### TASK GOAL
In the records below, find the line containing "Target: wooden post" and restate it and all lines after it exactly, through the last line.

### PROVIDED RECORDS
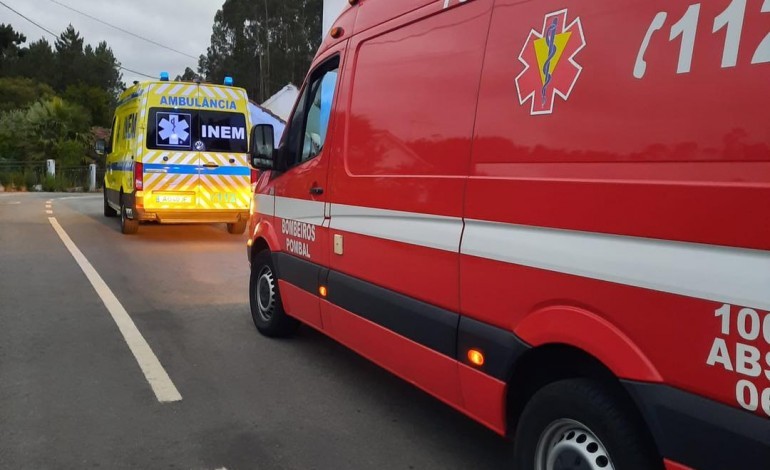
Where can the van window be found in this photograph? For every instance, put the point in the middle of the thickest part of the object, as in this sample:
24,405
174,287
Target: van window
318,114
191,129
310,122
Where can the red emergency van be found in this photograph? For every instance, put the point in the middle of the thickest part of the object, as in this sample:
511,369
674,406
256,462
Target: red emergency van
552,215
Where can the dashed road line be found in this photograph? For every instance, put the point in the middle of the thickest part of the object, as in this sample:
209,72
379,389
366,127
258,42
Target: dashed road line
156,375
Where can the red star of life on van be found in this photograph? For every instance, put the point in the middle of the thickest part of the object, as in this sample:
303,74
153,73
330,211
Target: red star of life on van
549,62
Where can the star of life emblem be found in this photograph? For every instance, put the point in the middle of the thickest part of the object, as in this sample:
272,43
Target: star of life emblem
550,69
173,129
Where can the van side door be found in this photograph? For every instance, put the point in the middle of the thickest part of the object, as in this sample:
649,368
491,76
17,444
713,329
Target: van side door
301,194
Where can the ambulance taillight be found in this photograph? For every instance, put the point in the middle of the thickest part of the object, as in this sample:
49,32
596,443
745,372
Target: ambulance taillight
138,176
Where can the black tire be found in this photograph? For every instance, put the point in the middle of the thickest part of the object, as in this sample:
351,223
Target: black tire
108,210
237,228
265,299
581,420
127,226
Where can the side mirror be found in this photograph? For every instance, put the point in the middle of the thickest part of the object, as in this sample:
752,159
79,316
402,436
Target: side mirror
262,147
100,146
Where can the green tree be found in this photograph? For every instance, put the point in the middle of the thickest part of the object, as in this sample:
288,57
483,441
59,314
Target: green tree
19,92
263,44
69,58
38,62
96,100
188,75
10,40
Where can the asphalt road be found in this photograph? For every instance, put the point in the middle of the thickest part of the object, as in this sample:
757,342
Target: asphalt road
72,394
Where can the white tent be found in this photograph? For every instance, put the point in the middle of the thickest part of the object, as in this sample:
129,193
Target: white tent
332,10
282,102
260,115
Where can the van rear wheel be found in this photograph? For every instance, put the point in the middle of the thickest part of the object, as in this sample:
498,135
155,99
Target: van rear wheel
265,299
127,226
237,228
582,424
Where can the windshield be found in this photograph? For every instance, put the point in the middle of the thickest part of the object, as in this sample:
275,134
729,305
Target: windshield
191,129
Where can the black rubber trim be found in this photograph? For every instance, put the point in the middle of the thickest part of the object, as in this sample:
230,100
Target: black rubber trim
426,324
501,348
439,329
129,199
702,433
113,196
301,273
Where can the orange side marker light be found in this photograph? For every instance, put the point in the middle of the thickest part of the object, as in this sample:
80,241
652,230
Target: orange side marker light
476,357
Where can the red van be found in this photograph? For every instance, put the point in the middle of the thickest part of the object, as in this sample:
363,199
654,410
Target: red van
554,216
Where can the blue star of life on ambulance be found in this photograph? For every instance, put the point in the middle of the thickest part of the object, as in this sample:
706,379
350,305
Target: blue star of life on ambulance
174,130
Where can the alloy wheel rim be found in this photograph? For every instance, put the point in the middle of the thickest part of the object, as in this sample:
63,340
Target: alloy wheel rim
570,445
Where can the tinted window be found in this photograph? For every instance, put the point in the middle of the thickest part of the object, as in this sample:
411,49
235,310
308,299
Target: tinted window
309,123
189,129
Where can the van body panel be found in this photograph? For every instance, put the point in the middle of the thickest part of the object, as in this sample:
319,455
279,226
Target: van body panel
591,176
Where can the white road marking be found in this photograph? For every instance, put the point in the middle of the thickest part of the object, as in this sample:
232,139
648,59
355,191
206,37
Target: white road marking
156,375
76,197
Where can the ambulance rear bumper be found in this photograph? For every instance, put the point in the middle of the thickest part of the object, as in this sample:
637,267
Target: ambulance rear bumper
701,433
188,216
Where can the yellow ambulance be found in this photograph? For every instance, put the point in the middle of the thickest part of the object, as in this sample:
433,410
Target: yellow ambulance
179,154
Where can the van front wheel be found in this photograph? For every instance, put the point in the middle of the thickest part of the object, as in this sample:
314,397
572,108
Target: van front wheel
237,228
265,299
108,210
127,226
580,423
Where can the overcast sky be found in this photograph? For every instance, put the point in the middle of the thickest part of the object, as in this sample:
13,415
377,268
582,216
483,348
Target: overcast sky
184,25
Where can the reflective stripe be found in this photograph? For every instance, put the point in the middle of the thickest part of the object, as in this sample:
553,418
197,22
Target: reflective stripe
723,274
176,169
432,231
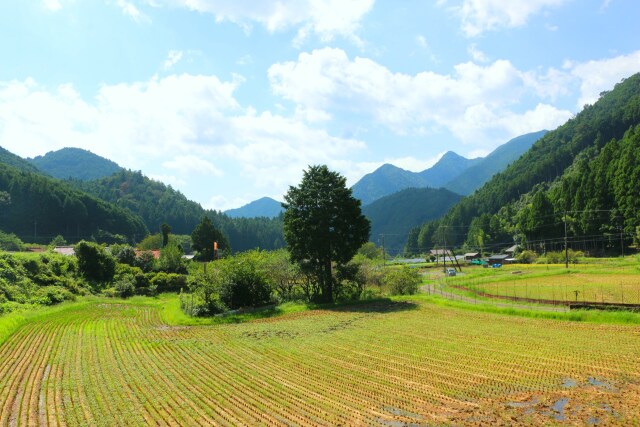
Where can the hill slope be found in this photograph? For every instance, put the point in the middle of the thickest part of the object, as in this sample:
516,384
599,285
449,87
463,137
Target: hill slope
158,203
39,208
584,167
477,174
450,166
10,159
74,163
385,180
395,215
263,207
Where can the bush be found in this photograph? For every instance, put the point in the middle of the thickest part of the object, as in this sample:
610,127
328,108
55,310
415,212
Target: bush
124,287
94,263
527,257
402,281
244,281
10,242
50,295
168,282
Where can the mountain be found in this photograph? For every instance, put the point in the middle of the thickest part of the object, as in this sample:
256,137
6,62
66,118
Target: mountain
10,159
586,172
395,215
264,207
385,180
74,163
450,166
157,203
477,174
452,171
38,208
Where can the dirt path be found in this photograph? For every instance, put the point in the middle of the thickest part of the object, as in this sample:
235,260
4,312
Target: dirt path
436,290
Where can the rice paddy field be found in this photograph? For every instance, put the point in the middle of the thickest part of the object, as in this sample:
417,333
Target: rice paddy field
612,283
389,363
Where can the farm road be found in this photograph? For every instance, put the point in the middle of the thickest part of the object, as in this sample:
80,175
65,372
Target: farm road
435,290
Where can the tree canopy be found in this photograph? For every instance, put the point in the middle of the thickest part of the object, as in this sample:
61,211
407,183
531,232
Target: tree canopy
323,223
204,236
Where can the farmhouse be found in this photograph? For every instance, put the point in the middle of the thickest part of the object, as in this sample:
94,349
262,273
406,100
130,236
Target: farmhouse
499,259
471,256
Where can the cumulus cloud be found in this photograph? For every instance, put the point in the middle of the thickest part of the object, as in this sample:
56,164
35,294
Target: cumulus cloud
470,103
323,18
173,58
132,11
173,128
479,16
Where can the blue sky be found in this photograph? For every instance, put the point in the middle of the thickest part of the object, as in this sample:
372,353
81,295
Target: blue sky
229,100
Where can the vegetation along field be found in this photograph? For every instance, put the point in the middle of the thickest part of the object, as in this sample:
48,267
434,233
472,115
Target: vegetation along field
604,281
390,363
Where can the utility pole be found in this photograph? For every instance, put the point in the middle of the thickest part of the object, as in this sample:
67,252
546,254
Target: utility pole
566,247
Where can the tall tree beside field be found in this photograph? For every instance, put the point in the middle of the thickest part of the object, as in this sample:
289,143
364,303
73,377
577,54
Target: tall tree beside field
323,223
203,238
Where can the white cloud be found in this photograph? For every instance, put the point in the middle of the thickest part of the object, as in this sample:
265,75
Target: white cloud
173,58
192,164
132,11
476,54
171,128
600,75
323,18
469,102
479,16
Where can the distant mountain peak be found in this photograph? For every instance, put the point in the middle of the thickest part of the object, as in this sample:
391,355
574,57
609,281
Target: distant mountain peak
77,163
263,207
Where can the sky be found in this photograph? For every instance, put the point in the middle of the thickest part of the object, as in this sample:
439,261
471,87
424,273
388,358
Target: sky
228,101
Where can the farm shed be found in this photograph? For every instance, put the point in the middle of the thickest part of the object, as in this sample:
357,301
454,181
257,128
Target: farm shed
499,259
471,256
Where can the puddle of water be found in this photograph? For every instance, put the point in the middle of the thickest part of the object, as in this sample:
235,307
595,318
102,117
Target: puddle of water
559,408
593,421
525,404
598,383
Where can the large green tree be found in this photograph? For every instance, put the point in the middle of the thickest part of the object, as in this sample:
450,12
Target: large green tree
323,223
203,238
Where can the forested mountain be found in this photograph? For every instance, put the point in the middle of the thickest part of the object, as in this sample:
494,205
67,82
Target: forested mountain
587,173
158,203
385,180
450,166
453,172
74,163
474,176
37,208
395,215
263,207
10,159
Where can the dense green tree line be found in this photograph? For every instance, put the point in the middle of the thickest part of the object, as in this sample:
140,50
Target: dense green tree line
37,208
584,168
158,203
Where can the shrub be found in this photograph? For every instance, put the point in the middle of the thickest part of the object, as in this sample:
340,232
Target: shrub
402,281
94,263
168,282
124,286
50,295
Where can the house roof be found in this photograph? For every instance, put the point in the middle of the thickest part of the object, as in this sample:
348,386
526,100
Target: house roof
64,250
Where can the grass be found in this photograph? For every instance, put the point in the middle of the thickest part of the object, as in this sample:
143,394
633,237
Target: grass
412,360
616,281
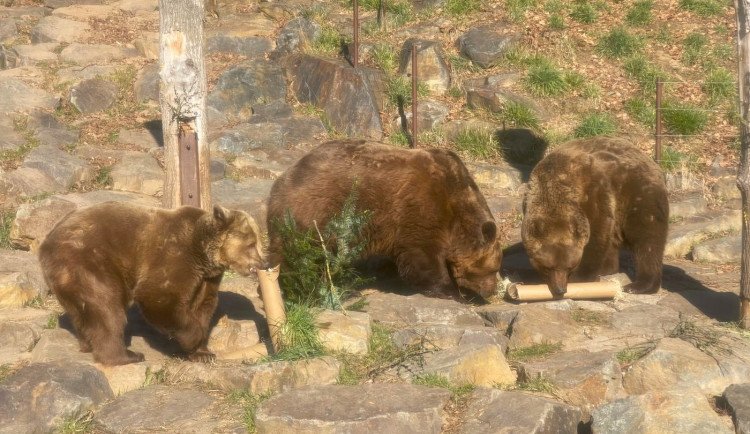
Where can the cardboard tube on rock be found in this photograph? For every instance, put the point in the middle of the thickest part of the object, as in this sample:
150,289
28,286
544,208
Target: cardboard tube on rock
272,302
584,290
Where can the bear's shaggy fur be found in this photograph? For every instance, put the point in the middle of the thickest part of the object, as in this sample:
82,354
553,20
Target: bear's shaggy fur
100,259
428,215
585,200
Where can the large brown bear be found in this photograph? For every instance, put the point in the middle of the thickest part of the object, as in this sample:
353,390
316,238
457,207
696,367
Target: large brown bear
585,200
428,215
100,259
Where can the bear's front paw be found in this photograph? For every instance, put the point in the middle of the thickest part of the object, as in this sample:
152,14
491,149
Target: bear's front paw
633,288
203,356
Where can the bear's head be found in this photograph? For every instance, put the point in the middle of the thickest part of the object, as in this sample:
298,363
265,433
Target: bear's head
241,248
555,245
476,269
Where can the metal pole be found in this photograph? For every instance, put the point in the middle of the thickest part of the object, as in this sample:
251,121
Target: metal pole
657,147
414,96
355,55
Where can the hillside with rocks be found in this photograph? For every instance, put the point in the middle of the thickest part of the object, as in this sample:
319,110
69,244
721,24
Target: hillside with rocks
500,82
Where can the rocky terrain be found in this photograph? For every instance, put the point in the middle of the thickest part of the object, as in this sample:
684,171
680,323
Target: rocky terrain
80,125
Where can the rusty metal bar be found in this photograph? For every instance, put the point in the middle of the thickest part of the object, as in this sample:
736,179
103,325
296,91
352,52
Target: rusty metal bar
188,152
355,55
657,136
414,95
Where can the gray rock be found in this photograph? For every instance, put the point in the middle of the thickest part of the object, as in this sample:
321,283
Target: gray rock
349,97
16,96
146,85
39,397
371,408
8,30
738,399
432,69
56,29
491,411
138,173
487,44
93,95
245,85
719,250
675,363
418,309
64,168
583,379
164,408
297,34
668,411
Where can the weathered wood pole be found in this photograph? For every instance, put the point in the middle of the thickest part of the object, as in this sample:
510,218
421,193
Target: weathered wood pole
743,172
183,104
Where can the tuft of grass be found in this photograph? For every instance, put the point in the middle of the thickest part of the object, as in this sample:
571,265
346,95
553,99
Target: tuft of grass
640,13
299,334
545,80
584,13
683,118
477,143
458,8
249,403
704,8
618,43
693,48
536,351
641,111
520,115
77,424
720,85
596,124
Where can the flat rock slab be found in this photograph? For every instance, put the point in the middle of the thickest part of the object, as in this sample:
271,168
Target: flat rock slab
166,409
669,411
39,397
418,309
493,411
738,399
371,408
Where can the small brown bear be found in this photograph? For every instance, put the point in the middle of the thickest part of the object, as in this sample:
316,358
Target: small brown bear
428,215
586,199
100,259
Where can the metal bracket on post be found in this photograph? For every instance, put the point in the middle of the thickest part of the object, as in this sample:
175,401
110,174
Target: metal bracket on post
190,191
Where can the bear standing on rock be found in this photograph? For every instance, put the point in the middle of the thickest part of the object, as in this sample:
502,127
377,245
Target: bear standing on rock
100,259
428,215
586,199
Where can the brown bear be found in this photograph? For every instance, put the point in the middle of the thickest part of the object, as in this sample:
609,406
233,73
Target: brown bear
585,200
427,214
100,259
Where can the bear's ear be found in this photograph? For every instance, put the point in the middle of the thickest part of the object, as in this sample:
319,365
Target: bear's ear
221,215
489,231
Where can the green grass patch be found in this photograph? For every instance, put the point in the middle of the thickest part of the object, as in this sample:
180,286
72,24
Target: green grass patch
536,351
545,80
641,111
477,143
704,8
618,43
249,403
584,13
596,124
683,118
319,262
720,85
640,13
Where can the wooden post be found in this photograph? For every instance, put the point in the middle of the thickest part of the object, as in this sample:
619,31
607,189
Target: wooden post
742,9
657,137
183,104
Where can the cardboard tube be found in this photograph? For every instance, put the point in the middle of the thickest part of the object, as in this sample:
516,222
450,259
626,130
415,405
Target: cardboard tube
585,290
270,292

### EXERCISE RESULT
Target: wooden post
742,9
657,137
183,104
Where can the cardboard tube be found in this photograph? For every instance, put the point in the middle of the thickest part of the object, as in this sample:
516,222
450,259
626,130
415,405
Target: cardboard tube
585,290
270,292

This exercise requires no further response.